- Set problem -
Reproduce the entire passage on Portuguese verb tenses word for word.

- Excerpted passage -
───

Second, the verb tense- whether the action takes place in the past, present, future (or if it is an imperfect, conditional or past/present participle verb).
Portuguese Verb Tenses
Just like we have different verb tenses in English, Brazilian Portuguese also has different verb tenses. In case you need a quick refresher on these tenses, here’s how they break down in English.
|To walk||Walk(s)||Walked||Will walk||Used to walk/Was walking||Would speak||Am speaking/Have spoken|
For this post, we’ll just focus on the Present, Past and Future tenses.
Regular Portuguese Verbs – Present Tense
Firstly, let’s go over the present tense of some regular Portuguese verbs:
So you take the base of the verb and then add the correct conjugation ending for each pronoun:
- Eu and + o = ando
- Você and + a = anda
- Ele/ela and + a = anda
- Eles/elas and + am = andam
- Vocês and + am = andam
- Nós anda + mos = andamos
So far, so good?
Next, let’s try a different verb ending:
- Eu com + o = como
- Você com + e = come
- Ele/ela com + e = come
- Eles/Elas com + em = comem
- Vocês com + em = comem
- Nós com + emos = comemos
- Eu sorri + o = sorrio
- Você sorri
- Ele/ela sorri
- Eles/elas sorri + em = sorriem
- Vocês sorri + em = sorriem
- Nós sorri + mos = sorrimos
Doesn’t seem so hard, right?
Regular Portuguese Verbs – Past Tense
Now, let’s go to the past tense. In English, we’re kind of spoiled when it comes to verb tenses. For the past tense, all you have to do is add an “ed” to the end of regular verbs and you’re done.
But in Portuguese, it’s a little bit more involved. So rather than applying a universal “ed” to the end of the verb, you need to conjugate the past tense differently for each pronoun. Additionally, the verb will be conjugated slightly differently depending on the verb ending (ar, er, ir), so pay close attention.

───

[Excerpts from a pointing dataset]
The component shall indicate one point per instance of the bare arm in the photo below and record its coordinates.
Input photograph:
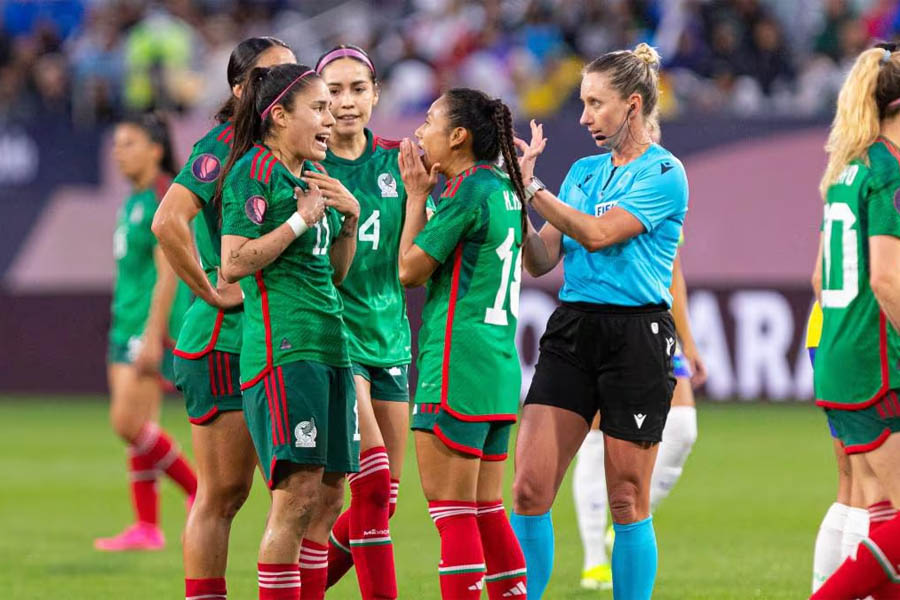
(816, 279)
(683, 324)
(884, 256)
(416, 266)
(542, 250)
(156, 330)
(172, 227)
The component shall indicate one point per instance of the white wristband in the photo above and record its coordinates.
(297, 224)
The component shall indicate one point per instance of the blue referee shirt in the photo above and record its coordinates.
(638, 271)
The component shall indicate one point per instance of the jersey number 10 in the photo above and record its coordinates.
(512, 261)
(840, 213)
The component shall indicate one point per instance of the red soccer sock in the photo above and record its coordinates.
(144, 495)
(395, 491)
(279, 581)
(313, 569)
(339, 557)
(370, 536)
(207, 589)
(462, 558)
(505, 576)
(874, 565)
(158, 447)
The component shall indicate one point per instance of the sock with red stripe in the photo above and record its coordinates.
(279, 581)
(370, 537)
(873, 566)
(205, 589)
(462, 557)
(144, 495)
(505, 576)
(153, 443)
(313, 569)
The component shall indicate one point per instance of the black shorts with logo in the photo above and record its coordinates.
(612, 359)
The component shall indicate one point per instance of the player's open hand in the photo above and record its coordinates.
(531, 151)
(335, 194)
(310, 204)
(418, 182)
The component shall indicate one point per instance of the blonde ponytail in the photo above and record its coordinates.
(857, 122)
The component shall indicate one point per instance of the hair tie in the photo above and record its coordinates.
(344, 53)
(265, 113)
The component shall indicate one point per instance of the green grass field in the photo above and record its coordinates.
(740, 524)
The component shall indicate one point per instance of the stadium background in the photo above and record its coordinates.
(748, 90)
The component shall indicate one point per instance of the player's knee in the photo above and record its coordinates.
(623, 502)
(531, 495)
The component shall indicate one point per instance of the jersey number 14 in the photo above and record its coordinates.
(511, 259)
(839, 214)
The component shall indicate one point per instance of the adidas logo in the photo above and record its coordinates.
(516, 590)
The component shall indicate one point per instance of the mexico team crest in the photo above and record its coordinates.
(206, 168)
(388, 185)
(255, 207)
(305, 434)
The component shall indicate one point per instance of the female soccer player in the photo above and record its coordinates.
(375, 314)
(679, 435)
(855, 373)
(469, 252)
(143, 325)
(290, 248)
(207, 353)
(609, 347)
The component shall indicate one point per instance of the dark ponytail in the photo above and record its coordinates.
(489, 122)
(156, 127)
(265, 88)
(242, 60)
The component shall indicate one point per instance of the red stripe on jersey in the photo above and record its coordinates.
(269, 170)
(209, 347)
(256, 156)
(885, 374)
(219, 367)
(228, 371)
(267, 324)
(285, 416)
(271, 403)
(212, 378)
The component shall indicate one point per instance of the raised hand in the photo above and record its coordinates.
(310, 204)
(417, 181)
(531, 151)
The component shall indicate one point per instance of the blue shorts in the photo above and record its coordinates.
(681, 367)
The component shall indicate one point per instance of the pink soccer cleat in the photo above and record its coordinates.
(140, 536)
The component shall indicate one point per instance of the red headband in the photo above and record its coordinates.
(344, 53)
(266, 112)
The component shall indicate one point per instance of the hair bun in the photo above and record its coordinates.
(647, 54)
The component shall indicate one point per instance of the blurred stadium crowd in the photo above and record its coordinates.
(93, 60)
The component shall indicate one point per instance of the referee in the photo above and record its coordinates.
(609, 346)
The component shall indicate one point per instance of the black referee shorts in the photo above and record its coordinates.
(612, 359)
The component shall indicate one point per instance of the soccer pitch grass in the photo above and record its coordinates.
(740, 524)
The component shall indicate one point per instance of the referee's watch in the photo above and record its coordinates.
(533, 188)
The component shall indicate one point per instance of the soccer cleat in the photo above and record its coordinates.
(597, 578)
(140, 536)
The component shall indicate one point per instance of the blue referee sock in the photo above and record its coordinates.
(536, 539)
(634, 560)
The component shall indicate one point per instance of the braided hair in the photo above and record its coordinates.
(489, 122)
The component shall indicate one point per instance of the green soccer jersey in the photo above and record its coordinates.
(374, 300)
(206, 328)
(133, 246)
(857, 358)
(292, 310)
(467, 353)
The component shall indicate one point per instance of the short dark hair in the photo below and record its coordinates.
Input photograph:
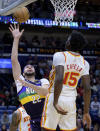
(77, 41)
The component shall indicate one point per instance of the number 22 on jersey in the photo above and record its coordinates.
(71, 79)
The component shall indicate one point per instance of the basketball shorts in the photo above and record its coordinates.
(35, 125)
(51, 118)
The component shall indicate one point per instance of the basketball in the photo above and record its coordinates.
(21, 15)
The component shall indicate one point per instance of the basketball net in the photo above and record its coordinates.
(64, 10)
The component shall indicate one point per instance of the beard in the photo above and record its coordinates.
(30, 74)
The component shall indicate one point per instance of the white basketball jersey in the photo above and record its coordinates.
(24, 124)
(74, 67)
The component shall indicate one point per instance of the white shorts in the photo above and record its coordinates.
(50, 117)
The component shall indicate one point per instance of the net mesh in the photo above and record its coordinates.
(64, 10)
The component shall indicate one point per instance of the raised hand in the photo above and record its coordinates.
(87, 121)
(15, 31)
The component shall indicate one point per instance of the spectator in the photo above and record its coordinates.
(3, 128)
(79, 114)
(95, 104)
(5, 118)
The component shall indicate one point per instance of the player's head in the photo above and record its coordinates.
(76, 41)
(29, 71)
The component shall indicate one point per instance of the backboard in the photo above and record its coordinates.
(8, 7)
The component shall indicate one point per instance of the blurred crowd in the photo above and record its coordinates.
(45, 41)
(86, 11)
(8, 96)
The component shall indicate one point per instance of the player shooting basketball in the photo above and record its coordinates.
(31, 98)
(68, 68)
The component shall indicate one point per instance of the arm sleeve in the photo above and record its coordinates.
(86, 68)
(19, 84)
(58, 59)
(44, 82)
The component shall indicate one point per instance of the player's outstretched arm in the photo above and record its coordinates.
(14, 55)
(87, 97)
(15, 121)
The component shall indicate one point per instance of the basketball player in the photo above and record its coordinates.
(20, 120)
(68, 68)
(31, 98)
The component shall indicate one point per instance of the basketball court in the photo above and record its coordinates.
(45, 35)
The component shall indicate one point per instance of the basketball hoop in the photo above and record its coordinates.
(64, 10)
(8, 7)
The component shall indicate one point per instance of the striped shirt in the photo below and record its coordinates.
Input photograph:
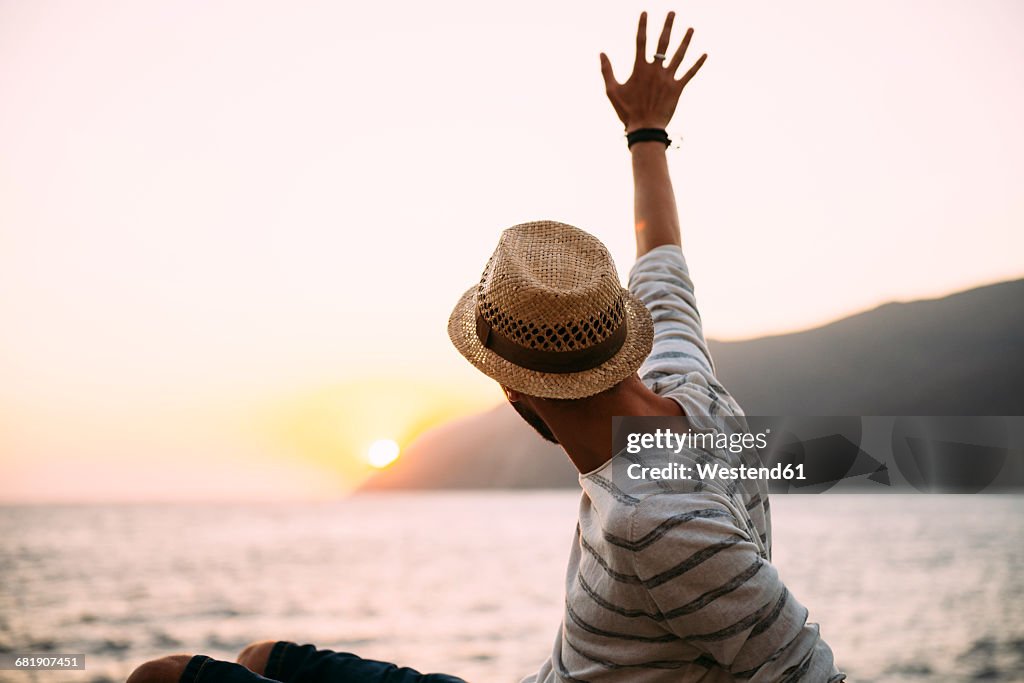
(670, 580)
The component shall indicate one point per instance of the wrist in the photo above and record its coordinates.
(647, 136)
(640, 125)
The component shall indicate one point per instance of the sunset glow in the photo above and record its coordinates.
(382, 453)
(230, 241)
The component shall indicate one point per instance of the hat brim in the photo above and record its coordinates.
(639, 336)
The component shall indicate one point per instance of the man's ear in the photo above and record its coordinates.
(512, 394)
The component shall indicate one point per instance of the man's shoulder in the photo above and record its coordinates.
(632, 513)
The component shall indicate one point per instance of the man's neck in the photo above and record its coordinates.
(585, 432)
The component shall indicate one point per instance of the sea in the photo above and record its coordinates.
(916, 588)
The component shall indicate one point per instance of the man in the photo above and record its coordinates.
(666, 582)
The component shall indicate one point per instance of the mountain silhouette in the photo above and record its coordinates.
(961, 354)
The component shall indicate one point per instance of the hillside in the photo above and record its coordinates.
(962, 354)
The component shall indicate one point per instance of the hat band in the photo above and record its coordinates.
(557, 363)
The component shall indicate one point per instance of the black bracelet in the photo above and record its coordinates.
(647, 135)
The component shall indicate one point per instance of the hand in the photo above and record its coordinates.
(648, 98)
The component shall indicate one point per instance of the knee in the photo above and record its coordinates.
(255, 655)
(164, 670)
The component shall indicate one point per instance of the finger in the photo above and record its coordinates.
(609, 76)
(663, 42)
(677, 58)
(693, 70)
(642, 39)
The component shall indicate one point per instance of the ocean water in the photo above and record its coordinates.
(906, 588)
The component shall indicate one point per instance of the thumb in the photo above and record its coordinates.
(609, 77)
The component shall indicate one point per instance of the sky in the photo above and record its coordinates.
(231, 232)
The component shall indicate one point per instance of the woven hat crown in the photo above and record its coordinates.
(551, 287)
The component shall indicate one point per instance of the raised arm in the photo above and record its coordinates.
(647, 100)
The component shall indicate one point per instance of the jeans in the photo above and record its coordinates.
(304, 664)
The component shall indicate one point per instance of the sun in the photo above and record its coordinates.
(382, 453)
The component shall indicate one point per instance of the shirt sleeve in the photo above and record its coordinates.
(716, 593)
(680, 365)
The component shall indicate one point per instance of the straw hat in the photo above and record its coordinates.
(549, 317)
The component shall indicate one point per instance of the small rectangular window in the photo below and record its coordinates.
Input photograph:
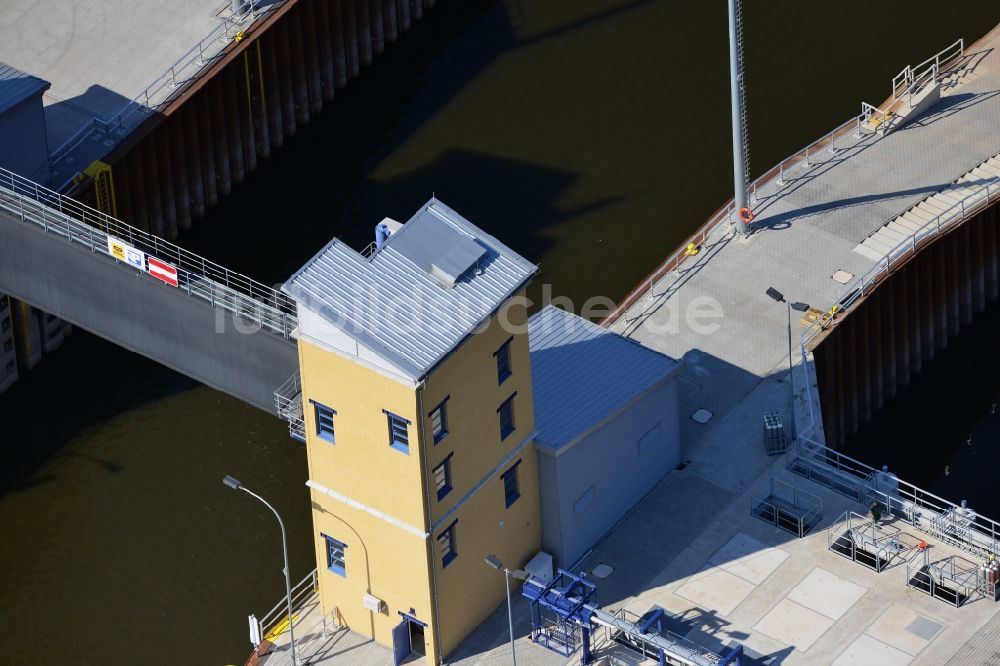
(439, 421)
(446, 541)
(324, 421)
(584, 501)
(511, 488)
(442, 477)
(506, 412)
(335, 556)
(503, 361)
(399, 436)
(651, 436)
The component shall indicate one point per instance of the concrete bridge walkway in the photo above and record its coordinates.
(217, 327)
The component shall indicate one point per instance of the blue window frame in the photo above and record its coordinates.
(324, 421)
(511, 488)
(506, 412)
(446, 541)
(439, 421)
(503, 361)
(399, 436)
(335, 555)
(442, 476)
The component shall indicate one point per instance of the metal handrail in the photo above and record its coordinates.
(55, 213)
(171, 80)
(905, 79)
(301, 591)
(775, 173)
(918, 507)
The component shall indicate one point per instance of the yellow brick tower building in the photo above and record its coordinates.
(419, 426)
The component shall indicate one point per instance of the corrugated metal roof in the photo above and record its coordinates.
(582, 373)
(397, 304)
(16, 86)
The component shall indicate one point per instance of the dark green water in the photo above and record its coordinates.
(590, 135)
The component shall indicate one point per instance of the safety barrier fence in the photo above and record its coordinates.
(683, 651)
(954, 524)
(789, 508)
(833, 142)
(169, 84)
(288, 402)
(981, 197)
(863, 541)
(903, 83)
(952, 579)
(245, 298)
(276, 620)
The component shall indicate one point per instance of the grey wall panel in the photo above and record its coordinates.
(548, 485)
(608, 459)
(24, 148)
(142, 314)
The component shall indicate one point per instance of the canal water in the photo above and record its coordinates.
(591, 135)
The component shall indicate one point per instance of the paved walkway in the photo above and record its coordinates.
(691, 546)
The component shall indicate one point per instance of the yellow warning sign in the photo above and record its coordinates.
(117, 249)
(126, 253)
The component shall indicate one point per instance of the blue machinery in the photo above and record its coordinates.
(565, 614)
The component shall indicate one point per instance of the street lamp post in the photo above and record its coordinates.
(789, 306)
(236, 485)
(494, 563)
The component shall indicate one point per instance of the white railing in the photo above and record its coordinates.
(301, 592)
(725, 215)
(288, 402)
(168, 85)
(980, 198)
(903, 82)
(248, 299)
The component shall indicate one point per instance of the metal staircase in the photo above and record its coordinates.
(940, 206)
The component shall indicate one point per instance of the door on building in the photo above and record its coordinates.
(401, 642)
(408, 639)
(417, 638)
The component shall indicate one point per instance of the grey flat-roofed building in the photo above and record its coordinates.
(607, 421)
(406, 306)
(24, 147)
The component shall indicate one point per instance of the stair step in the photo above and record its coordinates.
(878, 245)
(934, 207)
(992, 168)
(866, 251)
(890, 236)
(899, 228)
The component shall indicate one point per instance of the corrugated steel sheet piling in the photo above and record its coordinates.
(267, 83)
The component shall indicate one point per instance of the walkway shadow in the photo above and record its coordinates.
(783, 220)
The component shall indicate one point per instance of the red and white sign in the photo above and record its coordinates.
(162, 270)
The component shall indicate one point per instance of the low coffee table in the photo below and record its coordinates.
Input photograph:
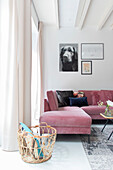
(109, 118)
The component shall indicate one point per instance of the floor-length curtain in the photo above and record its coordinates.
(15, 70)
(39, 95)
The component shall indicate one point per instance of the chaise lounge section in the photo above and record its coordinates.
(73, 119)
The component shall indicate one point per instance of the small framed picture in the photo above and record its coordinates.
(92, 51)
(68, 57)
(86, 67)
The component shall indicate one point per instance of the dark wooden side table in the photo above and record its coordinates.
(109, 118)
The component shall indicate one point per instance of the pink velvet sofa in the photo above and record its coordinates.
(74, 120)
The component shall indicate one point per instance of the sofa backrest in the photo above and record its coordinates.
(88, 94)
(52, 102)
(52, 99)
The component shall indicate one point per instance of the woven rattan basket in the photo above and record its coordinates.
(37, 148)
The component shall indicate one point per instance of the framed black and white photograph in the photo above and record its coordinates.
(86, 67)
(92, 51)
(68, 57)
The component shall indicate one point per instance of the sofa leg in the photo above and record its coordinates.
(88, 139)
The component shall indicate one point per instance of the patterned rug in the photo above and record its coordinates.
(100, 150)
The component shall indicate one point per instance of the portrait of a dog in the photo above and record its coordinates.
(68, 57)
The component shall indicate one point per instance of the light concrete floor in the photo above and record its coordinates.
(68, 154)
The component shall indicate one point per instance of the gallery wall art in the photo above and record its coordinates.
(86, 67)
(92, 51)
(68, 57)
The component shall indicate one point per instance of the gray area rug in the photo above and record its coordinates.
(100, 150)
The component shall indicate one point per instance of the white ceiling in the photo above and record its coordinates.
(96, 14)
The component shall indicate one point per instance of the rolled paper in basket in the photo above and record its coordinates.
(31, 134)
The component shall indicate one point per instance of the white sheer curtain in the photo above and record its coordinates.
(39, 93)
(15, 69)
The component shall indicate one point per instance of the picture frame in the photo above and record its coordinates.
(92, 51)
(68, 57)
(86, 67)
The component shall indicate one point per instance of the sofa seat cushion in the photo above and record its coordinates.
(68, 108)
(67, 118)
(94, 109)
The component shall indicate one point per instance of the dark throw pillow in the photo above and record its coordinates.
(82, 101)
(63, 97)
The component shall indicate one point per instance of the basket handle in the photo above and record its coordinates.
(43, 123)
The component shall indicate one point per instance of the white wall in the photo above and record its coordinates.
(102, 70)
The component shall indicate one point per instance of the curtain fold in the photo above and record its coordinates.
(39, 95)
(15, 61)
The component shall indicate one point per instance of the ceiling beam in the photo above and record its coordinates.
(105, 17)
(57, 13)
(82, 12)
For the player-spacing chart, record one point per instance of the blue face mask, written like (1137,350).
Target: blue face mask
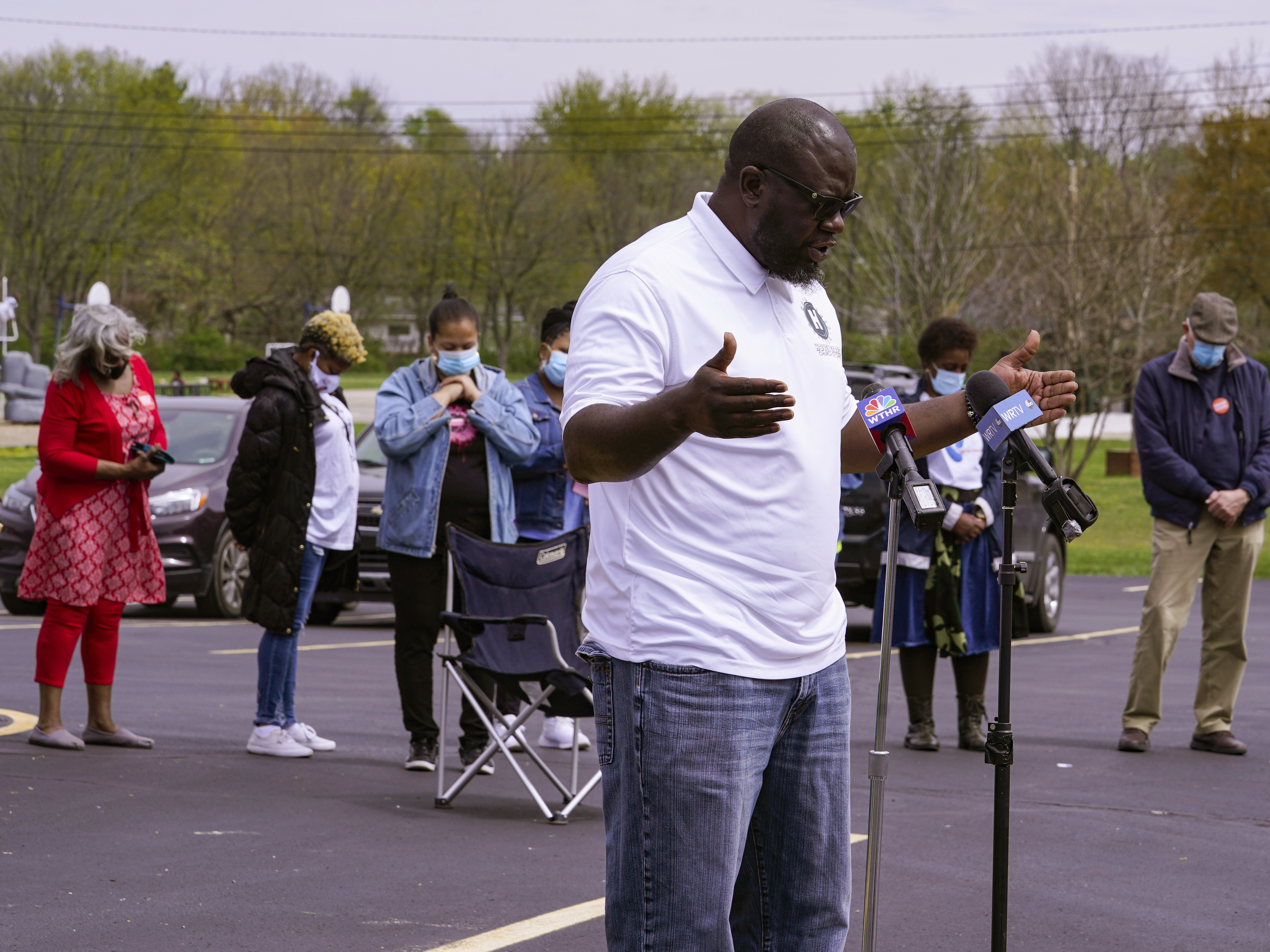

───

- Finished exercise -
Second, the verb tense- whether the action takes place in the past, present, future (or if it is an imperfect, conditional or past/present participle verb).
Portuguese Verb Tenses
Just like we have different verb tenses in English, Brazilian Portuguese also has different verb tenses. In case you need a quick refresher on these tenses, here’s how they break down in English.
|To walk||Walk(s)||Walked||Will walk||Used to walk/Was walking||Would speak||Am speaking/Have spoken|
For this post, we’ll just focus on the Present, Past and Future tenses.
Regular Portuguese Verbs – Present Tense
Firstly, let’s go over the present tense of some regular Portuguese verbs:
So you take the base of the verb and then add the correct conjugation ending for each pronoun:
- Eu and + o = ando
- Você and + a = anda
- Ele/ela and + a = anda
- Eles/elas and + am = andam
- Vocês and + am = andam
- Nós anda + mos = andamos
So far, so good?
Next, let’s try a different verb ending:
- Eu com + o = como
- Você com + e = come
- Ele/ela com + e = come
- Eles/Elas com + em = comem
- Vocês com + em = comem
- Nós com + emos = comemos
- Eu sorri + o = sorrio
- Você sorri
- Ele/ela sorri
- Eles/elas sorri + em = sorriem
- Vocês sorri + em = sorriem
- Nós sorri + mos = sorrimos
Doesn’t seem so hard, right?
Regular Portuguese Verbs – Past Tense
Now, let’s go to the past tense. In English, we’re kind of spoiled when it comes to verb tenses. For the past tense, all you have to do is add an “ed” to the end of regular verbs and you’re done.
But in Portuguese, it’s a little bit more involved. So rather than applying a universal “ed” to the end of the verb, you need to conjugate the past tense differently for each pronoun. Additionally, the verb will be conjugated slightly differently depending on the verb ending (ar, er, ir), so pay close attention.